#### PASSAGE

IFP Screen Forward: 5 Questions for Documentary Producer Julie Goldman
One of the most prolific documentary producers around, Julie Goldman, takes the main stage this afternoon at IFP’s Screen Forward conference to talk about the evolving practice of non-fiction production. With producing credits going back to 1997, Goldman has produced or executive produced such notable films as Buck, Beware of Mr. Baker, 1971 , Best of Enemies and Manhunt: The Search for Bin Laden. She’s currently producing through her production company, Motto, which has allowed her to increase the quantity of her production, just one of several topics she discusses below.
Filmmaker: Your producing credits go back to 1997, yet your production company, Motto Pictures, dates more recently, to 2009. For a documentary producer like yourself, what does it mean to be producing through a continuing venture like Motto as opposed to on your own? How does the Motto doc producing practice differ how you were producing previously?
Goldman: Prior to Motto, I worked as head of original production at Wellspring and then was a partner in another company where I was executive producer on many documentaries. With Motto I wanted to find a combination of the freedom and autonomy I had years before as a freelance producer, while building a new company where we could move between producing and executive producing. I wanted to get back to the full immersion of producing and started with Cindy Meehl’s directorial debut, Buck. It was really the perfect film to start with — a particularly strong collaboration and a successful launch. After that, we were able to feel a bit less constrained in making choices on new projects and shaping the vision of the company, which is essentially to work on films that we feel passionate about and take the time to enjoy the process. We have a great team at Motto. There’s my partner Chris Clements, and Carolyn Hepburn, Sean Lyness and Marissa Ericson, who started as interns and then grew into AP and production coordinator positions. We move between complex productions and smaller, more intimate films and find a balance of films to work on each year. I feel really fortunate to work with many excellent filmmakers and to be able to collaborate on second and third films with directors and other producers.

########
#### DATA ENTRIES

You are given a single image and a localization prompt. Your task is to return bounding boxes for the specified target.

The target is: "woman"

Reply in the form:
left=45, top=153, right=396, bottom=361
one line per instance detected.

########

- **SET OF TASKS**:
(A) Revise the Julie Goldman interview, starting with "IFP Screen Forward: 5" and going on through "she discusses below.", with "conference" changed to "summit".
(B) Pick up the Julie Goldman interview where it stops and continue it.
The lines are separate material from the Julie Goldman interview.

- **EXPECTED OUTPUTS**:
(A)
IFP Screen Forward: 5 Questions for Documentary Producer Julie Goldman
One of the most prolific documentary producers around, Julie Goldman, takes the main stage this afternoon at IFP’s Screen Forward summit to talk about the evolving practice of non-fiction production. With producing credits going back to 1997, Goldman has produced or executive produced such notable films as Buck, Beware of Mr. Baker, 1971 , Best of Enemies and Manhunt: The Search for Bin Laden. She’s currently producing through her production company, Motto, which has allowed her to increase the quantity of her production, just one of several topics she discusses below.

(B)
Filmmaker: Your credits include an enormous amount of films. What types of roles do you take on? Does your job as producer shift from film to film, and how?
Goldman: Each film is a fresh slate in terms of what is most needed and how best to collaborate. As a creative producer, I work in partnership with the director on all aspects of production. I also focus on strategies for fundraising and distribution. I really love moving between these positions — it keeps things interesting. As a producer I am usually very hands on, ideally from the idea stage all the way through distribution. When executive producing, there are stages when I am similarly involved, but generally it is a less intensive role. I like to work on several films at the same time which means most of those are exec producing since full on producing takes more singular focus. Typically the ratio is one film as a producer to two or three as EP Also, I think it’s important to note that we team up with other producers on films — John Battsek and I have produced several films together. With 1971 I exec produced and Marilyn Ness and Katy Chevigny produced. And there are many other films where we work with strong producing partners and when you can share the workload it takes pressure off the production and gives the director more support.
Filmmaker: Could you address the question of volume? Is there a certain number of films you need to have going at all times in order to sustain your career as a producer? What demands do the current marketplace place on the work life of independent documentary producers?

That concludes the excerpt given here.